**Page extract**
..............................

Indian privacy advocates are once again voicing their concerns as the government of India prepares to hand out a landmark contract for a national facial recognition surveillance system. The Prime Minister opened the bidding for the contract back in September, for a system that is supposed to help an understaffed police force identify criminals and missing persons.
However, the mechanics of the proposed system are still unclear. The government has not yet told the public where cameras will be deployed, or even how the collected data will be used and stored. While the Indian Supreme Court has previously ruled that privacy is a fundamental human right, the country has not come up with guidelines to regulate the use of biometric information.
“It is a mass surveillance system that gathers data in public places without there being an underlying cause to do so,” said Internet Freedom Foundation Executive Director Apar Gupta. “Without a data protection law and an electronic surveillance framework, it can lead to social policing and control.”
The backlash echoes international concerns about surveillance based on facial recognition. Cities like San Francisco have banned the practice, while the technology itself is known in some instances to have significant racial biases that can have a disproportionate impact on marginalized communities.

..............................

**Supplied data**
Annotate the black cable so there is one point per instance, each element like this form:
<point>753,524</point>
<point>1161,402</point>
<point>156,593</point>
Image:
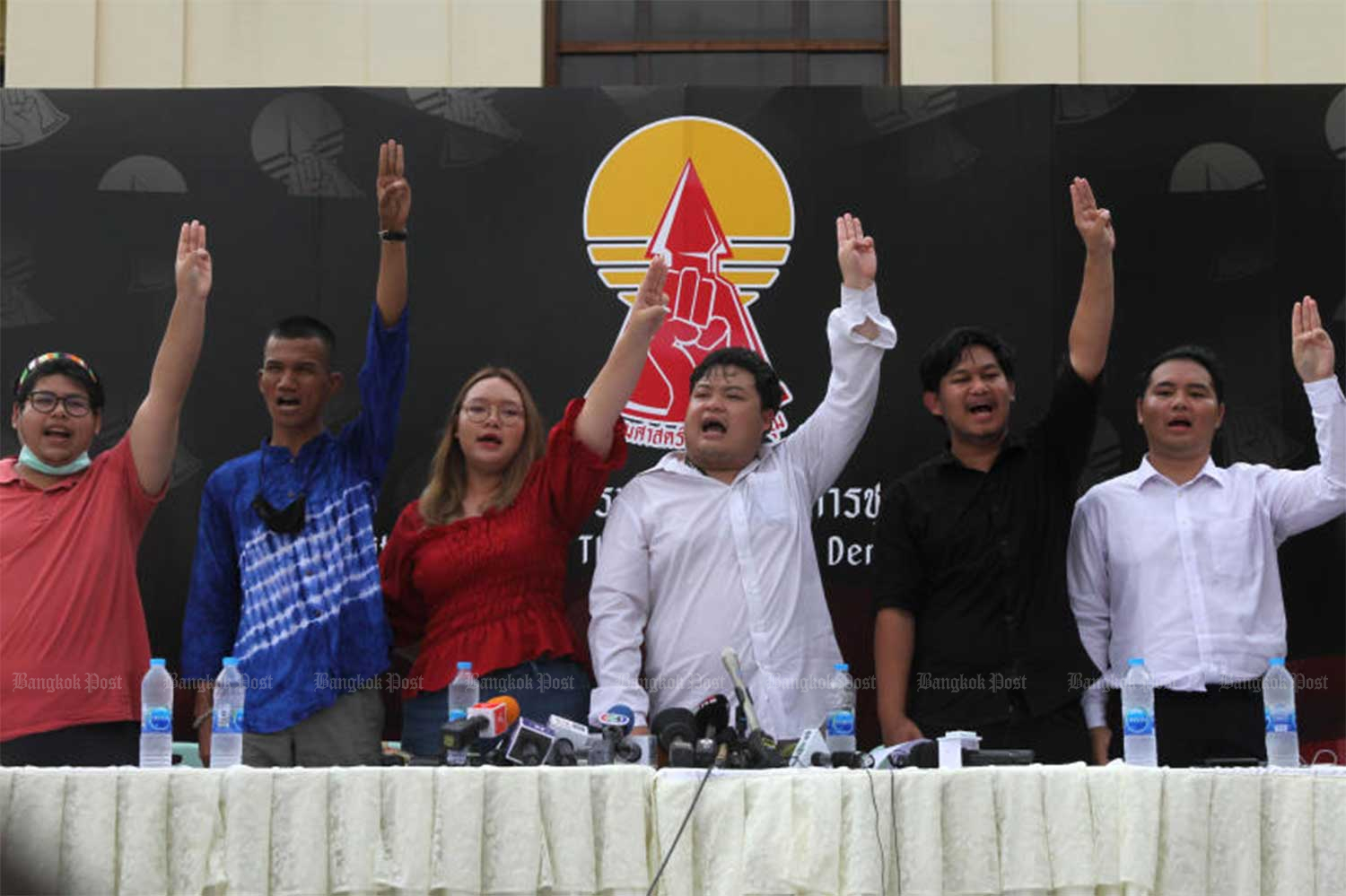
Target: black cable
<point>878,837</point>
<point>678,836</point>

..............................

**Written tasks**
**a)** Shorten the paragraph beginning "However, the mechanics of the proposed system" from the article on India's facial recognition plan into a brief bulleted list that keeps its main facts.
**b)** Continue the article on India's facial recognition plan, picking up after its final paragraph.

**Written responses**
**a)**
- How the proposed system will work is still unclear.
- The government has not said where cameras will go or how the collected data will be used and stored.
- The Indian Supreme Court has ruled that privacy is a fundamental human right.
- India still has no guidelines regulating the use of biometric information.

**b)**
“The use of facial recognition provides a veneer of technological objectivity without delivering on its promise, and institutionalises systemic discrimination,” said Vidushi Marda, an AI researcher with the British human rights organization Article 19. In the UK, the Home Office has come under fire for knowingly deploying a biased facial recognition platform.
It’s worth noting that the government of India has had trouble with data security in the past, with numerous breaches targeting the country’s biometric Aadhaar system.
“National security cannot be the reason to restrict rights,” concluded Gupta. “It is very worrying that technology is being used as an instrument of power by the state rather than as an instrument to empower citizens.”
So far, opposition from privacy advocates has not slowed the government’s enthusiasm for facial recognition. India has already moved forward with plans for city surveillance and biometric e-Gates at the country’s airports.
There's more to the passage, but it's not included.